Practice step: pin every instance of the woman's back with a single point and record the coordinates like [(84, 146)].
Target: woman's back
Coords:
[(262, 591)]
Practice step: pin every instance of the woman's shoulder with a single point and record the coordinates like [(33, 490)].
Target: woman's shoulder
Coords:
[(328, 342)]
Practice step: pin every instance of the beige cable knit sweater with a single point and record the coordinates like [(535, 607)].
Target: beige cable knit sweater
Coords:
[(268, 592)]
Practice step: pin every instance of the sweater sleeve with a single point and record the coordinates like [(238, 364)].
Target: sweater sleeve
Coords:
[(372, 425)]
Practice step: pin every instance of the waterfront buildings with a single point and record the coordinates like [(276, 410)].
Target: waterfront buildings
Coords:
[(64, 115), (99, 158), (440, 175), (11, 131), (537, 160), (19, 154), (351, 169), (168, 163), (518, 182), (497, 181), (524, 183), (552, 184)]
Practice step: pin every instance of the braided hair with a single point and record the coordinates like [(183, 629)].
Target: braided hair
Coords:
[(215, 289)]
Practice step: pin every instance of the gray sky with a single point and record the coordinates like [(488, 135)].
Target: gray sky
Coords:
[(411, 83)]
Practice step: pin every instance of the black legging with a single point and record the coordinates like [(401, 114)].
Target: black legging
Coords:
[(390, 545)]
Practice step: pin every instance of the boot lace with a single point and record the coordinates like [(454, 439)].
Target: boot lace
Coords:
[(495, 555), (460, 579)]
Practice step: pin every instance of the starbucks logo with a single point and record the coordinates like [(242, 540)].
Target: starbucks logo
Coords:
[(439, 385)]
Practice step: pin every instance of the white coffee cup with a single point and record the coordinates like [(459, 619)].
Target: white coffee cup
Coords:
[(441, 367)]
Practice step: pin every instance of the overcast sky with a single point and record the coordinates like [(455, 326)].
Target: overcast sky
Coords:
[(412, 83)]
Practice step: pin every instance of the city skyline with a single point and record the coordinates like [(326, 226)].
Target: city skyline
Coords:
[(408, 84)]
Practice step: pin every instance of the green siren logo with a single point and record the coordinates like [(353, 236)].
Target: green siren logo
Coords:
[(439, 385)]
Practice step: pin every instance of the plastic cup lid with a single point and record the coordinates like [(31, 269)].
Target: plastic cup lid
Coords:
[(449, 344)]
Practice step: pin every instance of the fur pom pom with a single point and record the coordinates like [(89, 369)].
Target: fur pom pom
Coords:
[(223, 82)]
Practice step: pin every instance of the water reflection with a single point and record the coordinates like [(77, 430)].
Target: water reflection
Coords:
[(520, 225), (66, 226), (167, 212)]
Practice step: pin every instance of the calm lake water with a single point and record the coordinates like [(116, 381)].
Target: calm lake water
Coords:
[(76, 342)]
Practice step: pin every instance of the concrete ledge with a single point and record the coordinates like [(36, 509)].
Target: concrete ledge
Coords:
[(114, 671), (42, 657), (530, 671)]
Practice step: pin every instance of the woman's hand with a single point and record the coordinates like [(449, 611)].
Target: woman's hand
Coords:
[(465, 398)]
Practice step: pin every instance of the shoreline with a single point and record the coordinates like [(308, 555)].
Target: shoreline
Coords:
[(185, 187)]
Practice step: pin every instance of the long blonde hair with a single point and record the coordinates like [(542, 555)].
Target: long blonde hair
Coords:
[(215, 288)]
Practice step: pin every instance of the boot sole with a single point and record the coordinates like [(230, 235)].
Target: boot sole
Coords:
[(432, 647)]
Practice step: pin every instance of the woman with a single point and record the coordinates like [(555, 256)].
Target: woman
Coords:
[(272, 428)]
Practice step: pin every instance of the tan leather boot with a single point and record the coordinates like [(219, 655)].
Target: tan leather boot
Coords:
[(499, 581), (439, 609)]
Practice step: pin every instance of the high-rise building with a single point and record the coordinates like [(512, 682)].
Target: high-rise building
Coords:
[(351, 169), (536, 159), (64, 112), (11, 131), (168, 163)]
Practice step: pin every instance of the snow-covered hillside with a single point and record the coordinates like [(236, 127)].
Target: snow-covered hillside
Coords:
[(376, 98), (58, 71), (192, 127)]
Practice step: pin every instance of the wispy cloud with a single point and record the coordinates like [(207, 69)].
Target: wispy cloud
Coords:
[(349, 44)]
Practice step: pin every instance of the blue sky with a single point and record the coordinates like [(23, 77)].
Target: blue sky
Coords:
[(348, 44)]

══════

DIRECTIONS: Look through the entries above and list every line containing "concrete".

ANSWER SPACE:
Practice step: pin every instance of the concrete ledge with a single point and record the coordinates like [(36, 509)].
Target: concrete ledge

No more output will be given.